Rewrite the listing below, changing every "coordinate pair" to "point" and leaving everything else as it is.

━━━ DATA FOR THE TASK ━━━

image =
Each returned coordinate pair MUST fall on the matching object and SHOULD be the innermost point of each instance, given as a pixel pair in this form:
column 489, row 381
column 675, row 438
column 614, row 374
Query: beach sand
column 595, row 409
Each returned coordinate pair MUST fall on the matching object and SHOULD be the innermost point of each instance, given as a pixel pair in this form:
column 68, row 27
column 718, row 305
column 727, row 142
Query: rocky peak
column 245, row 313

━━━

# REPLY TO THE EXERCISE:
image =
Each returned point MUST fall on the matching object and SHOULD be the innermost point of each instance, given as a pixel pair in this form:
column 489, row 381
column 675, row 438
column 614, row 374
Query: beach sand
column 595, row 409
Each returned point MUST fall on the matching object and SHOULD be the innermost point of each instance, given as a pixel pair in this form:
column 68, row 27
column 718, row 305
column 727, row 142
Query: rocky peak
column 245, row 313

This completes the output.